## LISTED RECORDS
----

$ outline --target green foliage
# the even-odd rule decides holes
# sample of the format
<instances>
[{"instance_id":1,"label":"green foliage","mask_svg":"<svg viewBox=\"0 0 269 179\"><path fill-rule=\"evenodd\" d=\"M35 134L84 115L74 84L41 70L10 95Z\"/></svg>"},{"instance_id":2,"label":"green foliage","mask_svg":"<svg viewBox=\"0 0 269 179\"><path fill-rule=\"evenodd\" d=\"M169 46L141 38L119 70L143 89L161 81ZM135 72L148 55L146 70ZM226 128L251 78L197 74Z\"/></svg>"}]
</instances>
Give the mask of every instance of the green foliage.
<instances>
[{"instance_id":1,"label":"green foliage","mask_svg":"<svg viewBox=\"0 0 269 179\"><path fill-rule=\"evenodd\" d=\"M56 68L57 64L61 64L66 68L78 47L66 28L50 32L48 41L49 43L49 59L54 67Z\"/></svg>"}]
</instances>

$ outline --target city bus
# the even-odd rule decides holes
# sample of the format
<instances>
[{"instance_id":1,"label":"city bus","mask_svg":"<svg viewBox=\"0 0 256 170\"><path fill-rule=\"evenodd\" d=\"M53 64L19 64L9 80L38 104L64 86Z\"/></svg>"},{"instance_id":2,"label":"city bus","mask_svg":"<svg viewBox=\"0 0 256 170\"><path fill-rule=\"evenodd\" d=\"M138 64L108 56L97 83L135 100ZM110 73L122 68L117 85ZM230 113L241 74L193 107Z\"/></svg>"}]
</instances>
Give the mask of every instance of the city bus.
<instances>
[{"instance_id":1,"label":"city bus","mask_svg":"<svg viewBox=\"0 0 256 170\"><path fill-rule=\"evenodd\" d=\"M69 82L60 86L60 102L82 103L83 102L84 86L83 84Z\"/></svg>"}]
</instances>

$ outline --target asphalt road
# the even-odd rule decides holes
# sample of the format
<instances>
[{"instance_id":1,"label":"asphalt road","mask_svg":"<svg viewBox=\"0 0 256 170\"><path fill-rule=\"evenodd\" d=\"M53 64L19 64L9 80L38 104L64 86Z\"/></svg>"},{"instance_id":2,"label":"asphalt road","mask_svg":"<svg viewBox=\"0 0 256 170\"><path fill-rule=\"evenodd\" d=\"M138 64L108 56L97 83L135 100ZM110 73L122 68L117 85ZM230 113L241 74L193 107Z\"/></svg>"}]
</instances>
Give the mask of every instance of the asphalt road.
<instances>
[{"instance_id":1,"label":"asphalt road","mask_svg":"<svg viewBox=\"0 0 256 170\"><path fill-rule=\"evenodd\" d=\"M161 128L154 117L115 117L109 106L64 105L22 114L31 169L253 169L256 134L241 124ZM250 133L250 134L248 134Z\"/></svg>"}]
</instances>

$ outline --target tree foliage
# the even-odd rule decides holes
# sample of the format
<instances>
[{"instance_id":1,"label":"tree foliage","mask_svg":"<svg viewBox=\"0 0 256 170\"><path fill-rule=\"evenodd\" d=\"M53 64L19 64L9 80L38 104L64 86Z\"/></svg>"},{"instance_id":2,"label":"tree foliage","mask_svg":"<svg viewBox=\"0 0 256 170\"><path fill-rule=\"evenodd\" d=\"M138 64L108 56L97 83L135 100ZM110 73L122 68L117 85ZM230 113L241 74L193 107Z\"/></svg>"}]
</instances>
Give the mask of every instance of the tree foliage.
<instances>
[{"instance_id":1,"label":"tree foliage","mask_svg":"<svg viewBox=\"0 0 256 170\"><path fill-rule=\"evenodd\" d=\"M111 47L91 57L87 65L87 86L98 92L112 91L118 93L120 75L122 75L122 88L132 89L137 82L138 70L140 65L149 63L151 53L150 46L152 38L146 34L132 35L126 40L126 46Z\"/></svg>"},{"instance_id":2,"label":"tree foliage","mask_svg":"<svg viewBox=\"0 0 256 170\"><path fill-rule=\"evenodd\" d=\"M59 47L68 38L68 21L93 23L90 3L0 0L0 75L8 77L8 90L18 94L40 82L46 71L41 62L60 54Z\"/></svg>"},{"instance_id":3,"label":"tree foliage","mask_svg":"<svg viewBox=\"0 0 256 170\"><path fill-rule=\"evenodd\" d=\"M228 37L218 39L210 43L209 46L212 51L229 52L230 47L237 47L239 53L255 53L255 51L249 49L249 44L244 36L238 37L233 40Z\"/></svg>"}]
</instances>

----

## DIRECTIONS
Copy the records above line for line, with no changes.

## CORRECT RESULT
$ outline --target green foliage
# the even-odd rule decides holes
# sample of the format
<instances>
[{"instance_id":1,"label":"green foliage","mask_svg":"<svg viewBox=\"0 0 269 179\"><path fill-rule=\"evenodd\" d=\"M35 134L84 115L74 84L41 70L10 95Z\"/></svg>"},{"instance_id":2,"label":"green foliage","mask_svg":"<svg viewBox=\"0 0 269 179\"><path fill-rule=\"evenodd\" d=\"M169 46L141 38L119 70L143 89L161 81ZM135 72L148 55L146 70ZM226 128L251 78L197 74Z\"/></svg>"}]
</instances>
Give the mask of every instance of the green foliage.
<instances>
[{"instance_id":1,"label":"green foliage","mask_svg":"<svg viewBox=\"0 0 269 179\"><path fill-rule=\"evenodd\" d=\"M56 68L57 64L61 64L66 68L78 47L66 28L50 32L48 41L49 43L49 59L54 67Z\"/></svg>"}]
</instances>

$ outline --target city bus
# the even-odd rule decides holes
# sample of the format
<instances>
[{"instance_id":1,"label":"city bus","mask_svg":"<svg viewBox=\"0 0 256 170\"><path fill-rule=\"evenodd\" d=\"M53 64L19 64L9 80L38 104L64 86Z\"/></svg>"},{"instance_id":2,"label":"city bus","mask_svg":"<svg viewBox=\"0 0 256 170\"><path fill-rule=\"evenodd\" d=\"M138 64L108 56L97 83L135 100ZM110 73L122 68L117 85ZM230 113L241 74L193 107Z\"/></svg>"}]
</instances>
Give the mask of every instance of the city bus.
<instances>
[{"instance_id":1,"label":"city bus","mask_svg":"<svg viewBox=\"0 0 256 170\"><path fill-rule=\"evenodd\" d=\"M69 82L60 86L60 102L82 103L83 102L84 86L83 84Z\"/></svg>"}]
</instances>

$ outline --target asphalt road
# the even-odd rule decides holes
# sample of the format
<instances>
[{"instance_id":1,"label":"asphalt road","mask_svg":"<svg viewBox=\"0 0 256 170\"><path fill-rule=\"evenodd\" d=\"M53 64L19 64L9 80L38 104L64 86Z\"/></svg>"},{"instance_id":2,"label":"asphalt road","mask_svg":"<svg viewBox=\"0 0 256 170\"><path fill-rule=\"evenodd\" d=\"M138 64L108 56L97 83L135 100ZM110 73L122 68L117 85ZM230 113L241 74L193 107Z\"/></svg>"}]
</instances>
Give the mask of every instance of the asphalt road.
<instances>
[{"instance_id":1,"label":"asphalt road","mask_svg":"<svg viewBox=\"0 0 256 170\"><path fill-rule=\"evenodd\" d=\"M161 128L154 117L115 117L109 106L64 105L22 114L31 169L253 169L256 134L241 124ZM250 133L250 134L248 134Z\"/></svg>"}]
</instances>

$ outline --target tree foliage
# the even-odd rule decides holes
# sample of the format
<instances>
[{"instance_id":1,"label":"tree foliage","mask_svg":"<svg viewBox=\"0 0 256 170\"><path fill-rule=\"evenodd\" d=\"M53 64L19 64L9 80L38 104L64 86Z\"/></svg>"},{"instance_id":2,"label":"tree foliage","mask_svg":"<svg viewBox=\"0 0 256 170\"><path fill-rule=\"evenodd\" d=\"M138 64L108 56L97 83L135 100ZM110 73L122 68L117 85ZM230 113L241 74L193 107Z\"/></svg>"}]
</instances>
Give the mask of every instance of the tree foliage.
<instances>
[{"instance_id":1,"label":"tree foliage","mask_svg":"<svg viewBox=\"0 0 256 170\"><path fill-rule=\"evenodd\" d=\"M111 47L91 57L87 65L87 86L98 92L112 91L118 93L120 75L122 75L122 88L132 89L137 82L138 70L140 65L149 63L151 53L150 46L152 38L146 34L132 35L126 40L126 46Z\"/></svg>"},{"instance_id":2,"label":"tree foliage","mask_svg":"<svg viewBox=\"0 0 256 170\"><path fill-rule=\"evenodd\" d=\"M59 47L68 38L68 21L93 23L90 3L0 0L0 75L8 77L8 90L18 94L40 82L46 71L41 62L60 54Z\"/></svg>"},{"instance_id":3,"label":"tree foliage","mask_svg":"<svg viewBox=\"0 0 256 170\"><path fill-rule=\"evenodd\" d=\"M228 37L218 39L210 43L209 46L212 51L229 52L230 47L237 47L239 53L255 53L255 51L249 49L249 44L244 36L238 37L233 40Z\"/></svg>"}]
</instances>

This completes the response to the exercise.